- Task input
'''

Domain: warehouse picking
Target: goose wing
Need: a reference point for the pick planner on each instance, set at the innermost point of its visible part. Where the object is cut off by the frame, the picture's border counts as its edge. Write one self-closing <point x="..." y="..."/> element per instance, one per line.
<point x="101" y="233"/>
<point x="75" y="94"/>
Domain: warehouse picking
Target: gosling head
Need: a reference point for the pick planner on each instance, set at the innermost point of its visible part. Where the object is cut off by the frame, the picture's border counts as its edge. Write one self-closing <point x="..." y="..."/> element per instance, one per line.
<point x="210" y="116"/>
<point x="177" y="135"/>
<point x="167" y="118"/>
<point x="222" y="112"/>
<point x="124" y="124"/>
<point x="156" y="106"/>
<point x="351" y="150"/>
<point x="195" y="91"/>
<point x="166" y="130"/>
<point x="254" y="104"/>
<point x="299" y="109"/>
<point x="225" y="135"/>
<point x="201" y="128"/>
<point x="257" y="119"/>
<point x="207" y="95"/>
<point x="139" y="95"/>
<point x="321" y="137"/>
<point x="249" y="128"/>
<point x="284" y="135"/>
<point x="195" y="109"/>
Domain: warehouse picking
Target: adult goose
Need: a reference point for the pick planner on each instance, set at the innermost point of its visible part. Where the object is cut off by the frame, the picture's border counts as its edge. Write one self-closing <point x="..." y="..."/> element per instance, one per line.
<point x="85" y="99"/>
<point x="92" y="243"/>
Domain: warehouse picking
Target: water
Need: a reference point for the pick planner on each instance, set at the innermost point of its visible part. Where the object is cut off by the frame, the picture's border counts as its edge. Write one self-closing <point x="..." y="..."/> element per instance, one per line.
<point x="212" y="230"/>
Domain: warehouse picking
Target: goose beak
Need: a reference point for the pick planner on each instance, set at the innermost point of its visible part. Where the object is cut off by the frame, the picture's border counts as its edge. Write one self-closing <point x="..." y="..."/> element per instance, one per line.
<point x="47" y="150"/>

'''

- Task goal
Restate each entry exactly, skipping none.

- Solution to this exercise
Domain: warehouse picking
Target: goose wing
Need: a reference point for the pick planner on each instance, set at the innermost point of its visible part. Where the object is cut off by the frame, the picture's border counts as its edge. Write one self-closing <point x="..." y="..."/> element per instance, one per line.
<point x="101" y="233"/>
<point x="75" y="94"/>
Domain: warehouse picking
Target: gosling head
Need: a reference point for the pick planner on each instance, set at the innermost point of its visible part. Where the object is cut off by the frame, the picture's border counts as its edge. Write one self-closing <point x="..." y="..."/> element per instance, one per line.
<point x="210" y="116"/>
<point x="177" y="135"/>
<point x="167" y="118"/>
<point x="222" y="112"/>
<point x="124" y="124"/>
<point x="156" y="106"/>
<point x="351" y="150"/>
<point x="195" y="91"/>
<point x="166" y="130"/>
<point x="254" y="104"/>
<point x="299" y="109"/>
<point x="225" y="135"/>
<point x="201" y="128"/>
<point x="257" y="119"/>
<point x="207" y="95"/>
<point x="139" y="95"/>
<point x="321" y="137"/>
<point x="249" y="128"/>
<point x="284" y="135"/>
<point x="195" y="109"/>
Domain: warehouse picking
Target: adult goose
Need: a reference point for the pick planner on each instance, set at the innermost point of its visible part. Where the object is cut off by the frame, the picture's border counts as its edge. Write one self-closing <point x="..." y="..."/> element per instance, one per line.
<point x="85" y="99"/>
<point x="92" y="243"/>
Domain: warehouse picking
Target: water
Need: a reference point for the pick planner on each instance, set at the innermost point of its visible part. Where the object is cut off by the frame, the picture's border counts as its edge. Write one self-closing <point x="..." y="..."/> element per instance, one per line.
<point x="212" y="230"/>
Domain: warehouse picking
Target: goose beak
Need: a reference point for the pick planner on each instance, set at the innermost point of its visible part. Where the object is cut off by the frame, the picture's border counts as its edge. Write one self-closing <point x="..." y="..."/> element per instance, one per line.
<point x="47" y="150"/>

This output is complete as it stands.